*EXERCISE GOAL:*
How many of the lines below contain the word "background"? Reply with the number alone.

____

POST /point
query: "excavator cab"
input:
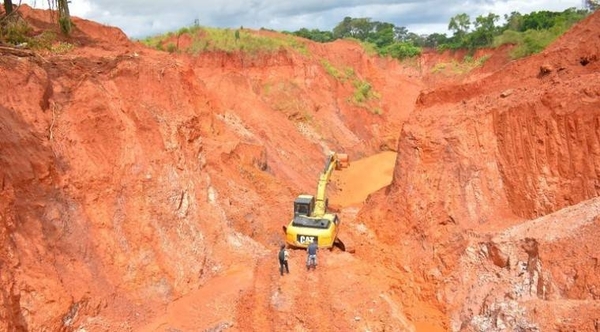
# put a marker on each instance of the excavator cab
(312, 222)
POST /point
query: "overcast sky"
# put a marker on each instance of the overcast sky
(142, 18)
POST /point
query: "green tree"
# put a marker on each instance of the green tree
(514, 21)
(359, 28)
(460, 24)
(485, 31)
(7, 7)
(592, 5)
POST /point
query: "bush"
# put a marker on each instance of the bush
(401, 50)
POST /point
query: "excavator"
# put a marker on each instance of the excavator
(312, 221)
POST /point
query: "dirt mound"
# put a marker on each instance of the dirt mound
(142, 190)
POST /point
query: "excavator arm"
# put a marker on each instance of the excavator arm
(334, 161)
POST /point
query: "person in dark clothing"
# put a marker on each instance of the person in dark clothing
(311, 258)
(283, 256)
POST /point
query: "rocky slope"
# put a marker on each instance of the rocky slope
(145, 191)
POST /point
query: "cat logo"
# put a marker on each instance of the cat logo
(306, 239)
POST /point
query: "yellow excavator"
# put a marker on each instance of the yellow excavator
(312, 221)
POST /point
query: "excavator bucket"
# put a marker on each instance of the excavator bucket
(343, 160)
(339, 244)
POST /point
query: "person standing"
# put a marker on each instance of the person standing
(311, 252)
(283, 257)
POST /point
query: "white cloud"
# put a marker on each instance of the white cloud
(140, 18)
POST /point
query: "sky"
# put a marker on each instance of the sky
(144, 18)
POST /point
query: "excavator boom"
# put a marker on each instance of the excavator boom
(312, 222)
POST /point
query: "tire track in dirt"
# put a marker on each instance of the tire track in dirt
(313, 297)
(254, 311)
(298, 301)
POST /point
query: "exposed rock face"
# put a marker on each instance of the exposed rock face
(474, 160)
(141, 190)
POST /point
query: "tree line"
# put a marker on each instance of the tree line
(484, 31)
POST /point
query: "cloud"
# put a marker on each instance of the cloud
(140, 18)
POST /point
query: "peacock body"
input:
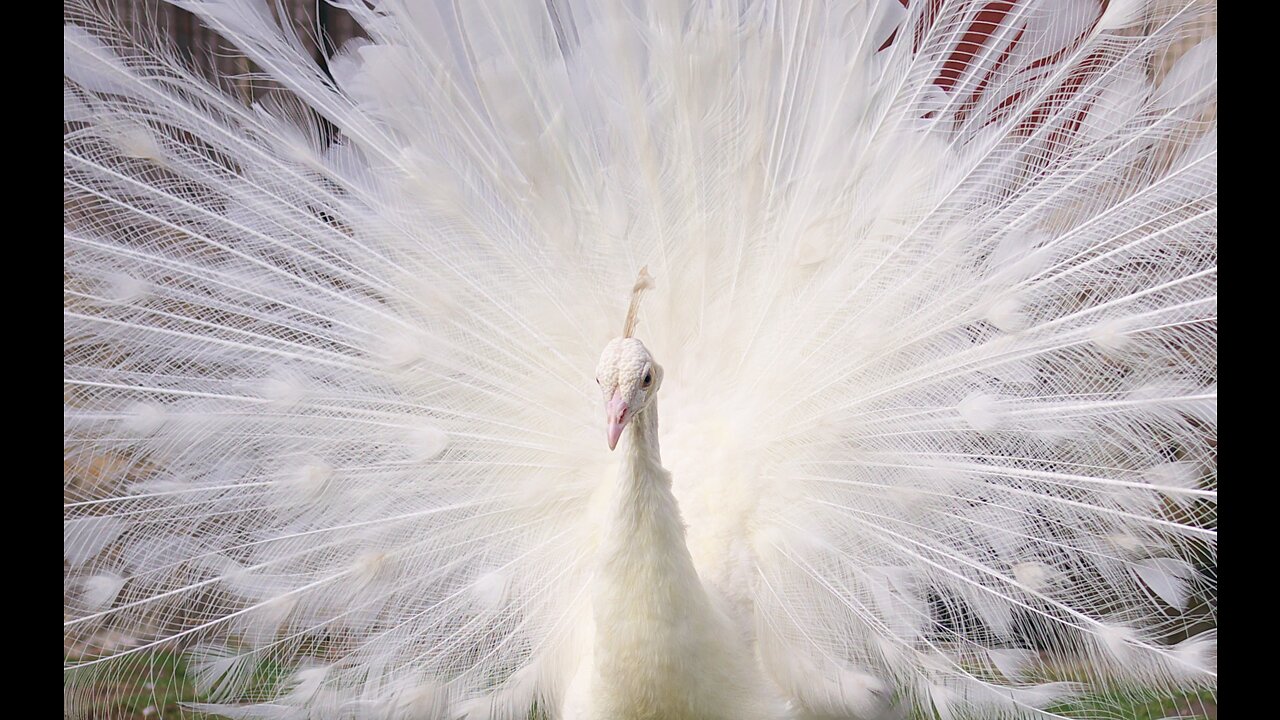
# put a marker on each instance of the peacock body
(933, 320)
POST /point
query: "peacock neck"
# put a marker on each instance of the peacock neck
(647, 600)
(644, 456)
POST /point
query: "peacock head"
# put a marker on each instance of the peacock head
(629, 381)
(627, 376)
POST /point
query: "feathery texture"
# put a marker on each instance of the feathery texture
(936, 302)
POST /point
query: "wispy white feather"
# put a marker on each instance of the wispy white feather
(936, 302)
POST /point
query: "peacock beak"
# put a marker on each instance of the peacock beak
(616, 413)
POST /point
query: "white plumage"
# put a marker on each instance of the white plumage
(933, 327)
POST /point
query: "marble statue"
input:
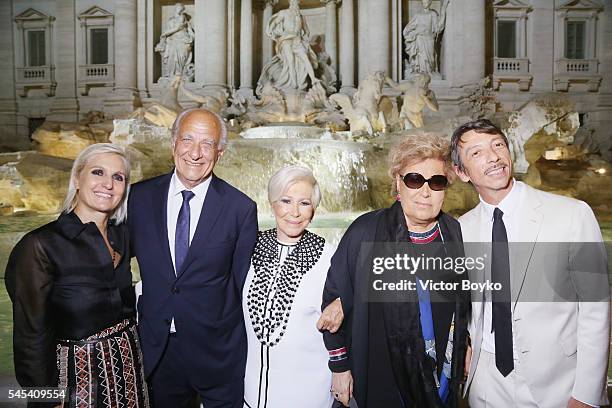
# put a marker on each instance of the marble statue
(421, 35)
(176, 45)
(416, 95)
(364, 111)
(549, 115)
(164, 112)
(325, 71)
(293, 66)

____

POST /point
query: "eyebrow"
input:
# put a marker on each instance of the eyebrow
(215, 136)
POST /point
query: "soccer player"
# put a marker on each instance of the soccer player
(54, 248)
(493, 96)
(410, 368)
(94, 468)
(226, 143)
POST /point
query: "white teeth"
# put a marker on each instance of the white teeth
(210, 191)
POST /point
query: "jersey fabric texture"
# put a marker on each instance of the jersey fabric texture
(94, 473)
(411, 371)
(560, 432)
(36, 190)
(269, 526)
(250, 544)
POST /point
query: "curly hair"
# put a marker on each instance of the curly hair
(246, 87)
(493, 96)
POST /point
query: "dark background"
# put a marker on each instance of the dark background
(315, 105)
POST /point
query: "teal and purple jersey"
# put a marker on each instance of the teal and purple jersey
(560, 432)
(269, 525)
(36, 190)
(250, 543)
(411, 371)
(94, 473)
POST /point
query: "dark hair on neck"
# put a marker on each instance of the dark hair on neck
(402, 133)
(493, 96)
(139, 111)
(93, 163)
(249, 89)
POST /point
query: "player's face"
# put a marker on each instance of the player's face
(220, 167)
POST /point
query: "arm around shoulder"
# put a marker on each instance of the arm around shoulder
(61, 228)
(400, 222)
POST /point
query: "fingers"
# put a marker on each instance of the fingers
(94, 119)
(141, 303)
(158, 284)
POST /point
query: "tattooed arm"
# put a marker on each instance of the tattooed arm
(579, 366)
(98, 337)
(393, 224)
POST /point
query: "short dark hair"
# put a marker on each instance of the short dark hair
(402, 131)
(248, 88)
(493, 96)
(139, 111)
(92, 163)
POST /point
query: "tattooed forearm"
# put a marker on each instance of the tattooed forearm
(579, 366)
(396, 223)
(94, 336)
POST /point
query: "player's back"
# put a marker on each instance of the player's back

____

*REPLY TO THE TASK:*
2